JAMIE (Caller): Hi. Thanks for taking my call. I'm so excited. It's my first time calling, and I got through on my first try.
CONAN: Well, congratulations.
JAMIE: Thanks. I am a kindergarten teacher at heart, currently in a first grade classroom, as I looped with my class in the Rochester City School District in New York.
And I just wanted to say that I really am looking forward to reading this book, because I agree with all of the points. And I just wanted to say for me, personally, I find that working with these young children - if I am able to meet their emotional needs first, like laughing, smiling, playing, engaging them in conversations about things that are important to them, once we have been able to meet all of those needs, them I'm able to work with them and present challenges to them, and they are willing to work for those challenges because all of their basic needs have been met.
And so I think it's really exciting to see kindergarteners, for example, setting personal learning goals, like I'm going to learn 20 new sight words in the next four weeks. And then they do it because they know that, you know, they'll have the time to play and laugh, but they're also willing to work for all of those goals. So I just wanted to share that and see what our guest had to say about that.
CONAN: Well, Doug Lemov's book is from grades K through 12. So, kindergarten?
JAMIE: Yes.
Mr. LEMOV: Yes, thanks for your call. It's so great to hear that it resonates with you as a practitioner in the classroom.
I think we spend a lot of time drawing false alternatives in public education, like am I teaching am I teaching behaviors, or am I teaching academics? When I think what your comment has unlocked is that students many times go through a process from first they learn how to behave in the classroom, frankly, and what productive behavior looks like and how to track the teacher with your eyes, because that's what you should do in the classroom.

REQUIREMENTS:
1. Name every emotional need that the caller in the teaching transcript says she meets first for young children.
2. Carry the radio transcript about teaching forward from its final line, keeping the same speakers and conversational style.
You won't need the records for anything here.

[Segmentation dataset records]
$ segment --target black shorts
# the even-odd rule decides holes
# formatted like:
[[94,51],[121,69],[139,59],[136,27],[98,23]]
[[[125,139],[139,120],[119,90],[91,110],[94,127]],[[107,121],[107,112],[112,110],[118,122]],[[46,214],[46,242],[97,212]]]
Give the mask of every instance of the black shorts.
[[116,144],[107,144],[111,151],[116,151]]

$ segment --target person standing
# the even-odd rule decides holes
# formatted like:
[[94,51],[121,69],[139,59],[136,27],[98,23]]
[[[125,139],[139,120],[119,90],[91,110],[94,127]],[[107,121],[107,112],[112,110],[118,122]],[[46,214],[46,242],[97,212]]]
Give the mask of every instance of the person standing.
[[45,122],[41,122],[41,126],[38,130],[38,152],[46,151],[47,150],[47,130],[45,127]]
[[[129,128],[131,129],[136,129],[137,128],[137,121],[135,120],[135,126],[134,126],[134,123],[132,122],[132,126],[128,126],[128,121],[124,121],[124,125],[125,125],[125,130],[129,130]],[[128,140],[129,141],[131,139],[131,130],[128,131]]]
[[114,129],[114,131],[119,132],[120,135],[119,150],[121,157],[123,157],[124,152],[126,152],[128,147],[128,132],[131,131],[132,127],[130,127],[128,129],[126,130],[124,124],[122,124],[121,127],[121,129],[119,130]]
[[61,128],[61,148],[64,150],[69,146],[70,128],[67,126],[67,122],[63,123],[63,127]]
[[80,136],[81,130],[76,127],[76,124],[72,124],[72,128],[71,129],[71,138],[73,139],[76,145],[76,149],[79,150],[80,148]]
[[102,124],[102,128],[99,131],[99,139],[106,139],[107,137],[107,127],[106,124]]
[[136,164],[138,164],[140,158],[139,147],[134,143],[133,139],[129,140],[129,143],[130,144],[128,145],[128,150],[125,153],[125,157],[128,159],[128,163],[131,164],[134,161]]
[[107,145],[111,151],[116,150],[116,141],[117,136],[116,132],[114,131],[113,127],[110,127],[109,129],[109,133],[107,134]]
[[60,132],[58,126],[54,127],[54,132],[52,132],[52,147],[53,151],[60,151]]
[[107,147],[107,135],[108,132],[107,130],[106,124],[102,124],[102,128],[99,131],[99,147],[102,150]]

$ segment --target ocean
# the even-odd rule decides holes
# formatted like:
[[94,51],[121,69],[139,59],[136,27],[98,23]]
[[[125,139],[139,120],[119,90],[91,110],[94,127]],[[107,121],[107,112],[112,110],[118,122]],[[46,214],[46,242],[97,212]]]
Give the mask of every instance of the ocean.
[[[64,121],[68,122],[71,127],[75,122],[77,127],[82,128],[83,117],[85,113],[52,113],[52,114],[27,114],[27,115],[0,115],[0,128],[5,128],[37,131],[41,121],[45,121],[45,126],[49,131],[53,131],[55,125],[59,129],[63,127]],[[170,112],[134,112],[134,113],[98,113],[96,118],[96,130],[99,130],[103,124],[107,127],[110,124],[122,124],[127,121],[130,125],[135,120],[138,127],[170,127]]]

ANSWERS BELOW:
1. Laughing, smiling, playing, and engaging them in conversations about things that are important to them.

2.
And then in the hands of a great teacher - like it sounds like you are - they learn to believe and be inspired by it and want to change their relationship to school and want to learn, and then they start to achieve, and that often, you know, you're doing all these things at once that you can't you can't do one without the other.
So it's really great to hear. And, you know, one of the other things that I think that master teachers do is they find - the last step is they find a way to make the fun not the reward for the hard work, but actually to make the work itself fun. And that, to me, like, that's the last Rosetta Stone on the march to triumph - pardon the mixed metaphor.
CONAN: Good luck to you. Are you going back to kindergarten next year?
JAMIE: It is my hope. However, my administrator sees me taking this class on up to second grade, since we've had such a great couple of years together. So that's yet to be determined. But thanks a lot for taking my calls.
CONAN: And whatever you do, don't tell them you ever studied calculus.
JAMIE: Okay.
CONAN: Bye-bye. Let's see if we can go next to this is Scott, Scott with us from San Mateo.
SCOTT (Caller): Oh, hi. I was just calling from I'm actually on a break from delivering tests in San Mateo. Just a quick critique, if I may. The premise is that the scores are what make the teacher great. The entire premise seems to be that the scores are the judge of a good teacher.
And I've got tell you from personal experience, I've taught at Hillsboro School District, now I'm teaching at San Mateo, and Hillsboro is always one of the top economically performing or I mean SAT-performing schools in the country, and I would challenge anyone to say, okay, take that entire staff and put them over to Hunters Point in San Francisco and have them teach over there - which is one of the consistently low-performing schools - and see if they can bring up the scores. Because I've got to tell you, it's socioeconomics that make the student, not the scores.
CONAN: And he's talking about one fairly wealthy area and one impoverished area. But go ahead, Doug Lemov.
Mr. LEMOV: Sure, two things. The data set that we looked at to determine the teachers who we thought were game-changers controlled for socioeconomic factors. So we basically, we geeked out on a big regression set where we put -we plotted every school based on the percentage of kids in that school living in poverty on the X-axis, percentage of kids proficient on the state tests on the Y-axis, and we looked for schools that were in the upper right-hand corner, schools that had 90 percent of their kids in poverty and were still finding a way to work the magic.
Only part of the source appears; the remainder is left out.